= Entries shown =
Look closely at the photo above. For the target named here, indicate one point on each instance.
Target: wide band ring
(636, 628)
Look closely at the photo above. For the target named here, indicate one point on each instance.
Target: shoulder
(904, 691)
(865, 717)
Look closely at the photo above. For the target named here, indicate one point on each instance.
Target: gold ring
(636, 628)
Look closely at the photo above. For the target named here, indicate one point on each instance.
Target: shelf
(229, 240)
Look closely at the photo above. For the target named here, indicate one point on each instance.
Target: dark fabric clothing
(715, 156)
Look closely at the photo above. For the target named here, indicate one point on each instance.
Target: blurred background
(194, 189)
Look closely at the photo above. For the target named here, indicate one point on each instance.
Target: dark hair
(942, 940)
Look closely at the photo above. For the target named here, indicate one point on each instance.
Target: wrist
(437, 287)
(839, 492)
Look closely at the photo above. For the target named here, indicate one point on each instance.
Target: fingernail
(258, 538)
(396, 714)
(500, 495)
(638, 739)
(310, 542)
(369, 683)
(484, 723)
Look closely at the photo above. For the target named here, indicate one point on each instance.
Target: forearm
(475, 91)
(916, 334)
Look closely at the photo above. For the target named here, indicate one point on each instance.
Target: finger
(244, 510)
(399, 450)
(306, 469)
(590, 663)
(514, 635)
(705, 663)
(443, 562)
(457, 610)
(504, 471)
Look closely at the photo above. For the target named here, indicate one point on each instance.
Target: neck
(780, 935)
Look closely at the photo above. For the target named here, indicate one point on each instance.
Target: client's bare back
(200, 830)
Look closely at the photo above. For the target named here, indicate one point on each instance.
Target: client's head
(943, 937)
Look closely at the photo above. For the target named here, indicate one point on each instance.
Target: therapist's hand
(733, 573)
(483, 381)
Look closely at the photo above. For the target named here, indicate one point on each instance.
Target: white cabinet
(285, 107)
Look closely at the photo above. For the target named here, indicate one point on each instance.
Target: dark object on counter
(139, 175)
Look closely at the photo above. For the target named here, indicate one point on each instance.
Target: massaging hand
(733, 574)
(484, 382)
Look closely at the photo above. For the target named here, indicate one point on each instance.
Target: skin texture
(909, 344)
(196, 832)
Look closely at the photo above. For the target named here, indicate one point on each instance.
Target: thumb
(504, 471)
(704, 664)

= What is asked =
Report each line of the listing above that contains the word "ring", treating uppercase and lowercase as different.

= Exercise solution =
Target: wide band ring
Target: gold ring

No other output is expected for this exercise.